◆ Excerpt to read
+ + +
Chère, you'll get 1.25 base plus 90¢ a mile plus 15¢ a minute. Take Uber's cut (25-30%) off that, and you're looking at pretty low rates...


----------



## steveK2016 (Jul 31, 2016)

Adieu said:


> I could pay a lease on a new Maserati driving on weekends
> 
> ...not that I'd want to. I'm not THAT ghetto & desperately jealous.


Haha, I agree in a sense with this sentiment.

I only drive Fri and Sat nights. If I had the credit to lease a Maserati, which I don't, I could afford to pay the note on it with my Ubering.

Is it worth doing? Hell no! But there are some people in Atlanta Ubering in 110k Tesla's so it is possible. Won't leave much for anything else, but if you have a full time job that pays all your bills and you just want to Uber on the weekends to make a car note on a better car, it certainly possible.


----------



## Recoup (Jan 30, 2017)

https://uberpeople.net/forums/BatonRouge/ <-- lots of info on Ubering in B.R.


----------



## Jagent (Jan 29, 2017)

The problem is, Uber can suddenly cut rates in your area and there goes your car note. Don't take out any loans if you're depending on Uber to pay for them.


----------



## swingset (Feb 26, 2017)

I wouldn't do that unless one weekend reliably paid for the car's monthly note - reason being if things change and suddenly you were making 50% of what you were intitially, you still have 3 weekends to make that up.

As it stands for me, I can make $250-300 pretty reliably on weekends, and if I were to buy a new vehicle I'd try hard to keep my payment as close to $200 and pay it down as quickly as human possibly.


----------



## MSUGrad9902 (Jun 8, 2016)

The short answer is yes, you can profit more than $500 per month doing uber only on weekends.


----------



## Frontier Guy (Dec 27, 2015)

Depends on the market, the hours you work. When I first started doing Uber/Lyft, I worked every available hour that I wasn't at my real job, over the course of a year I became burned out. Last 6 mos. of 2016 I really cut my hours. In 2017, I've only been working Sat. and Sun. mornings, 3:30 am to 10 am and the occasional weekday morning. My real job start times vary from day to day, and the wife and I get up at 3 am anyhow. On the days when I don't start until 6 am, I'll drive for 2 hours in the morning. I'm averaging $220 to $350 combined per week (with a couple of $400 weekends thrown in), and I'm really not trying all that hard. Example, last week, I did $345.00 combined for 15 combined hours. But, most Sat. mornings, I usually stop for breakfast at some point, some time after 8 am I go and get my vehicle washed. Truthfully, starting next week, I plan to work until I hit $250 combined, once I hit that, I'll sign off.


----------



## joewatt (Jun 10, 2016)

What do you mean when you say, "combined?"


----------



## Frontier Guy (Dec 27, 2015)

joewatt said:


> What do you mean when you say, "combined?"


Uber/Lyft hours and earnings


----------



## joewatt (Jun 10, 2016)

Frontier Guy said:


> Uber/Lyft hours and earnings


Thanks for responding so quickly. Your information is helpful to me because it helps me believe I might be able to make a little money. I'm awaiting my approval to drive - I've learned in this list not to hold my breath for that. Your information is helpful also because you don't appear to be a flame thrower, like many (including a few "Well-Known Members") appear to be.
+ + +
◆ Raw records
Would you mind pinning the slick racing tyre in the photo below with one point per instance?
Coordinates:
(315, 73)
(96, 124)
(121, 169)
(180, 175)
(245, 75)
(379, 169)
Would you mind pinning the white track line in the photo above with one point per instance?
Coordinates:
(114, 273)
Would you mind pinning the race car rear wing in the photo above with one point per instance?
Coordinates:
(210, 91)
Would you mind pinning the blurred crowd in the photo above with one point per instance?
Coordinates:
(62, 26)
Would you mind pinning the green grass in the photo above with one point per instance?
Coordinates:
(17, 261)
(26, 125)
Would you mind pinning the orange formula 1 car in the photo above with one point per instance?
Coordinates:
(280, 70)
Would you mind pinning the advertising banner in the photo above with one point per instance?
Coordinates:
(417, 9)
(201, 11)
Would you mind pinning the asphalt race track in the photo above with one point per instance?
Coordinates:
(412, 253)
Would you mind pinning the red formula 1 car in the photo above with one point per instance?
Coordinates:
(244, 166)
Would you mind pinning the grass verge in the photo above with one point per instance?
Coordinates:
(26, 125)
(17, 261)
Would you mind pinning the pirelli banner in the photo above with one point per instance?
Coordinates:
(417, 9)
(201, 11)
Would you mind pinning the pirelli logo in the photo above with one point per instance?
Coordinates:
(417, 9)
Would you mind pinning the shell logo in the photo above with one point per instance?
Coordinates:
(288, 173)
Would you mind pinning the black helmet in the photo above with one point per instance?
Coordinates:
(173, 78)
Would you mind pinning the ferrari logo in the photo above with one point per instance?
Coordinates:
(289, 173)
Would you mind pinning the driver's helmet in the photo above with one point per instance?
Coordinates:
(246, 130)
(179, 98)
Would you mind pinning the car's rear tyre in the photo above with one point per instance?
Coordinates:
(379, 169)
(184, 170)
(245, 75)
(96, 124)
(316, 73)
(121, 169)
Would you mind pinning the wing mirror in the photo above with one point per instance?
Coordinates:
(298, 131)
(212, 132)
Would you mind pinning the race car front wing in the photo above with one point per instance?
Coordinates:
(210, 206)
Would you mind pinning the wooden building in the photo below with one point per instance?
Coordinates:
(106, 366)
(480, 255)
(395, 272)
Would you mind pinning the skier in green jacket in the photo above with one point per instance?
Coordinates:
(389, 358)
+ + +
◆ Aim 1
Answer these questions about the forum thread on weekend ridesharing.
(a) According to the first post, how much does a driver get per mile?
(b) What hours does Frontier Guy say he has been working on Saturday and Sunday mornings in 2017?
(c) What does Frontier Guy say he means by "combined"?
◆ Aim 2
In the forum thread on weekend ridesharing, swingset would buy a new vehicle only if one weekend reliably paid the car's monthly note. Explain in one to three sentences why swingset gives this condition.

◆ Task solution 1
(a) 90¢ a mile.
(b) From 3:30 am to 10 am.
(c) Uber/Lyft hours and earnings.

◆ Task solution 2
Things might change so that earnings suddenly drop to 50% of what they were at first. If one weekend covers the monthly note, there are still three more weekends in the month to make up the difference.